### [DOCUMENT PASSAGE]

— begin —

Governance principles

12.  Section 39 of the Act states a local authority must act in accordance with the following principles in relation to its governance:

(a)   ensure that the role of democratic governance of the community, and the expected conduct of elected members, is clear and understood by elected members and the community;

(b)   ensure that the governance structures and processes are effective, open and transparent;

(c)   ensure that, so far as is practicable, responsibility and processes for decision­ making in relation to regulatory responsibilities are separated from responsibility and processes for decision making for non­-regulatory responsibilities;

(d)   be a good employer; and

(e)   ensure that the relationship between elected members and management of the local authority is effective and understood.

Appointment of Chief Executive

13.  Section 34 of the Act requires the local authority to appoint a Chief Executive who has specific responsibilities set out in the Act. In particular the Chief Executive’s role is to implement the local authority’s decisions, the management of the local authority and the employment of staff.

Liability of Members

14.  Local authority members (and committee, community board or other subordinate decision­ making bodies of that local authority) are generally covered for any claims against them in their role as local authority members. This does not cover directors of council controlled organisations carrying out that role.

15.  The Act sets up protections for the local authority’s assets by making members liable for a loss by the local authority (i.e., when the local authority’s money is unlawfully spent, or an asset is unlawfully sold). However, there are a number of defences to this, for example, that the member did not know or did not agree to the actions or that they voted against the actions or relied on reports and/or financial data.

Community Boards

16.  Section 295 of the Act provides for the establishment and governance of community boards.

17.  A community board, is an unincorporated body, and is not a local authority or a committee of the relevant territorial authority.

— end —

### [AVAILABLE DATA]

— begin —

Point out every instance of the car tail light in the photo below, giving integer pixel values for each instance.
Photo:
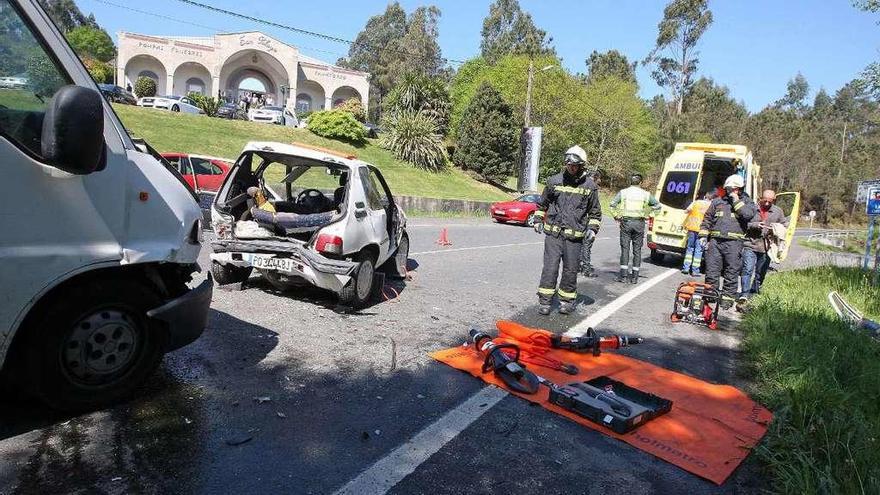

— end —

### [WHAT THE EXERCISE ASKS]
Set down, word for word, everything in the local authority governance passage from "(e)   ensure that" down to "employment of staff.".

### [SOLUTION FOR THIS PROBLEM]
(e)   ensure that the relationship between elected members and management of the local authority is effective and understood.

Appointment of Chief Executive

13.  Section 34 of the Act requires the local authority to appoint a Chief Executive who has specific responsibilities set out in the Act. In particular the Chief Executive’s role is to implement the local authority’s decisions, the management of the local authority and the employment of staff.